Task description: An exact copy of the listing below is needed, with no pictures in it.
◇ ◇ ◇ ◇ ◇ ◇ ◇
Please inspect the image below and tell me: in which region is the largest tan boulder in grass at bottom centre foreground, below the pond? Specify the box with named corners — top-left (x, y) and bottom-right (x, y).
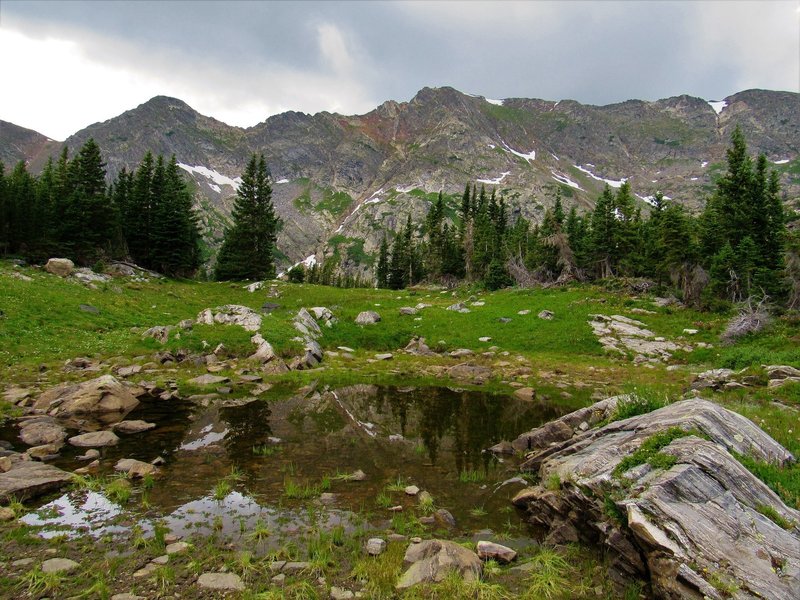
top-left (397, 540), bottom-right (483, 591)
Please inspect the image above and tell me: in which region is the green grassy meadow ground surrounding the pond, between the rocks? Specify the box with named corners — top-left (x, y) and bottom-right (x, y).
top-left (0, 262), bottom-right (800, 598)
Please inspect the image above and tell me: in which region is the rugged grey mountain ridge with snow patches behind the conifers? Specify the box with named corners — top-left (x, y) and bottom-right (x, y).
top-left (0, 87), bottom-right (800, 267)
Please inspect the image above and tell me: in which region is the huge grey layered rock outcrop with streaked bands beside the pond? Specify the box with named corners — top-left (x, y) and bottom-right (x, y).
top-left (514, 399), bottom-right (800, 600)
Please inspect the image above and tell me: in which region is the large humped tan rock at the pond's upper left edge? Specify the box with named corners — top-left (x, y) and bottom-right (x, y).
top-left (34, 375), bottom-right (139, 420)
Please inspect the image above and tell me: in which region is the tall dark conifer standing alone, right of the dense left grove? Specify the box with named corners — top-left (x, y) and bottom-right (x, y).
top-left (216, 154), bottom-right (279, 279)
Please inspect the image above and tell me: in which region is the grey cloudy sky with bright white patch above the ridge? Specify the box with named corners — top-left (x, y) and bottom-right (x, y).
top-left (0, 0), bottom-right (800, 140)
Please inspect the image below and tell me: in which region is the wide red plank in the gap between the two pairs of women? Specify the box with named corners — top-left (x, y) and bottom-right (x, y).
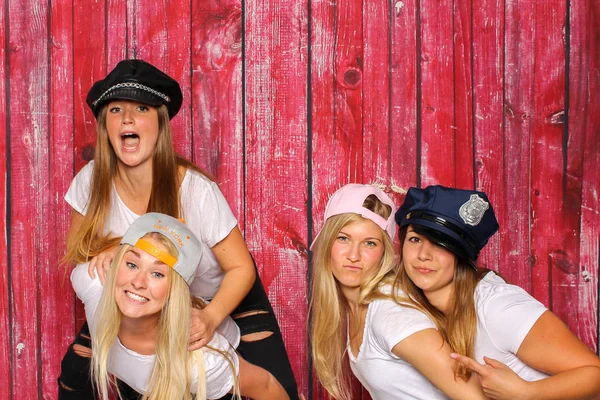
◇ ◇ ◇ ◇ ◇ ◇ ◇
Exercise answer:
Please inspect the image below and tell me: in which region is the largest tan boulder in grass at bottom centre foreground, below the pond? Specify the box with named corners — top-left (x, y) and bottom-right (x, y).
top-left (397, 540), bottom-right (483, 591)
Please inspect the image above and tell me: in which region is the green grassy meadow ground surrounding the pond, between the rocks? Specify the box with named corners — top-left (x, y) and bottom-right (x, y).
top-left (0, 262), bottom-right (800, 598)
Please inspect the image above and tell me: in which region is the rugged grey mountain ridge with snow patches behind the conifers? Specify the box with named corners — top-left (x, y) and bottom-right (x, y).
top-left (0, 87), bottom-right (800, 267)
Please inspect the image above and tell me: in which region is the huge grey layered rock outcrop with streaked bands beside the pond? Specify the box with named corners — top-left (x, y) and bottom-right (x, y).
top-left (514, 399), bottom-right (800, 600)
Please inspect the image above and tell me: in which region is the large humped tan rock at the pond's upper left edge? Specify the box with named corners — top-left (x, y) and bottom-right (x, y).
top-left (34, 375), bottom-right (139, 420)
Please inspect the image above and tell me: in which region is the tall dark conifer standing alone, right of the dense left grove? Specify the box with named corners — top-left (x, y) and bottom-right (x, y).
top-left (216, 154), bottom-right (279, 279)
Please inspect the image above and tell me: in which region is the grey cloudy sky with bright white patch above the ridge? Specify the box with named corners — top-left (x, y) and bottom-right (x, y).
top-left (0, 0), bottom-right (800, 140)
Please inspect the image below and tell me: in which region is the wide red plank in the gap between the two pairs of women? Specify the box with named corners — top-left (x, y) and bottom-right (x, y).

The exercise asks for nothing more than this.